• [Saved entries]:
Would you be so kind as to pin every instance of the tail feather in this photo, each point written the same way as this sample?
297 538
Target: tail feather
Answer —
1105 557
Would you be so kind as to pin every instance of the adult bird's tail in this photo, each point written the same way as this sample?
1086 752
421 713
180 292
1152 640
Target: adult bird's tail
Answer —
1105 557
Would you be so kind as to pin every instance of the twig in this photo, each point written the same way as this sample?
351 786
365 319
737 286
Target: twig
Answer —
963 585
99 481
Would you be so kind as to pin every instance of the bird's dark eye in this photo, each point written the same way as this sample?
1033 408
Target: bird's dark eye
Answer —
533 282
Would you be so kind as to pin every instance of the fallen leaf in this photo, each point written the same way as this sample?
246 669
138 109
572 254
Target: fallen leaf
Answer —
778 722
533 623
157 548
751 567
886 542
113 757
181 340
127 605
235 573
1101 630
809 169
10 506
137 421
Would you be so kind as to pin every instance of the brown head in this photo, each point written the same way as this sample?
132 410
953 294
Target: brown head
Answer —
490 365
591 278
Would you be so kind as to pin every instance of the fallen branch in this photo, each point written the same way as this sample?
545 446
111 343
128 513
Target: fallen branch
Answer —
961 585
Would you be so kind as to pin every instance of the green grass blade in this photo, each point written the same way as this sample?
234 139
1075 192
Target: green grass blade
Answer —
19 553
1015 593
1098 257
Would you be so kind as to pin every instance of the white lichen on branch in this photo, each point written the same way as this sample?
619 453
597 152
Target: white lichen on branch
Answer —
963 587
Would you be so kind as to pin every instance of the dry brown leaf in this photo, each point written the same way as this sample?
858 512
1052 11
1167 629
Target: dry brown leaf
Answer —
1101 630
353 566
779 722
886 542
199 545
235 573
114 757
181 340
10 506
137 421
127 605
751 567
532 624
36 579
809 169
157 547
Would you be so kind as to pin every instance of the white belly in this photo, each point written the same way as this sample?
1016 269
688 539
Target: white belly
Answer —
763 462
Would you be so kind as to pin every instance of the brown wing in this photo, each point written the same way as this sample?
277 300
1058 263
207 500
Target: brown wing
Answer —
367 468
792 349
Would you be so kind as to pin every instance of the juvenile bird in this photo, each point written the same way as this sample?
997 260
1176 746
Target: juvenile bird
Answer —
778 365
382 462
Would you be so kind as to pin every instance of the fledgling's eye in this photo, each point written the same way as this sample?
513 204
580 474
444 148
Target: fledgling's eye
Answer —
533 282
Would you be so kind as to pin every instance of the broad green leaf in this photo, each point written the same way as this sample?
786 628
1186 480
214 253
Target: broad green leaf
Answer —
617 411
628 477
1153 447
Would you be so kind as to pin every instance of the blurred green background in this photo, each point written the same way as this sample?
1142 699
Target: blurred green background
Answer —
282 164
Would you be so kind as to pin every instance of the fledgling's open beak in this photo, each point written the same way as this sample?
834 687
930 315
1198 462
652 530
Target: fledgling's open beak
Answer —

• [TASK GOAL]:
In full and without changes, give the data above once more.

• [SOLUTION]:
Would you be so kind as to pin every instance of the tail feather in this photo, each point written the same way as this sample?
297 538
Target: tail feather
Answer —
1105 557
Would you be so kind as to pin every instance of the adult bird's tail in this photo, each point written the same way as this sample?
1086 752
421 713
180 292
1152 640
Target: adult bird's tail
Answer —
1105 557
Would you be so kind as to pin every instance of the twig in this photo, each point written the same way as this sample?
351 786
365 319
737 286
Target: twig
Answer —
963 585
99 481
Would you be so kind as to pin every instance of the bird's dark eye in this photo, each point written the same way as this sample?
1033 408
Target: bird's dark eye
Answer —
533 282
Would you be so kind as to pin every instance of the fallen leaf in this photo, each point written the same way as this sample?
246 669
138 109
572 254
Target: fallen leaf
Answer —
778 722
533 623
157 548
751 567
886 542
113 757
181 340
127 605
235 573
1101 630
809 169
10 506
137 421
Would you be so kind as to pin every instance of the brown head in this photo, each point written the same way as this sample?
132 410
953 294
Target: brown head
Answer —
490 365
591 278
Would you be so kind as to pin every instance of the fallen branch in this photo, each point written the same way as this sample?
545 446
111 343
128 513
Target: fallen branch
Answer —
961 585
Would you be so kind as to pin every instance of the green grass blade in this photo, each point written the same way as this sample?
234 139
1075 192
Target: green grass blade
Answer —
19 553
1015 593
1098 257
Would you be so kind as to pin every instance of the white lichen on branch in this photo, each point written the same way as this sample?
619 453
597 152
Target: white lichen on branch
Answer —
963 587
Would you be so kind as to pin every instance of the dry brown leaf in this photo, each point written the same way as this sample?
858 512
1052 11
1167 629
Target: dry brown leaf
Answer —
1101 630
353 566
779 722
886 542
199 545
235 573
114 757
181 340
10 506
137 421
127 605
751 567
532 624
36 579
809 169
157 547
Would you be so kind as to pin every instance of the white belly in this photo, each point written the same way as this sample?
1016 269
688 539
Target: white belly
Answer —
763 462
Would you be so kind as to pin every instance of the brown wing in this photo, each point written the same way as this sample?
277 300
1058 263
207 500
Target: brown wing
Answer —
367 468
792 349
Would you be so kind as to pin every instance of the juvenile bird in this photo, each point written the same way as this sample?
997 260
1176 746
Target: juvenile bird
Answer —
778 365
382 462
Would you be so kind as to pin every instance of the fledgling's eye in this photo, each point written the same way as this sample?
513 204
580 474
444 148
Target: fledgling's eye
Answer —
533 282
Would you be so kind as to pin every instance of the broad green leaf in this photo, each point written the same way as this sample?
786 628
1186 480
214 253
Target: broad green leaf
Answer —
617 411
628 477
1153 447
Would you be so kind as to pin every instance of the blurred green background in this photo, each point written the same way as this sample?
1142 699
Target: blurred green background
Answer —
282 164
Would you be so kind as to pin every instance of the fledgling's open beak in this photo, each point written the same way as this sample?
834 687
930 315
1198 462
652 530
Target: fledgling's open beak
Answer —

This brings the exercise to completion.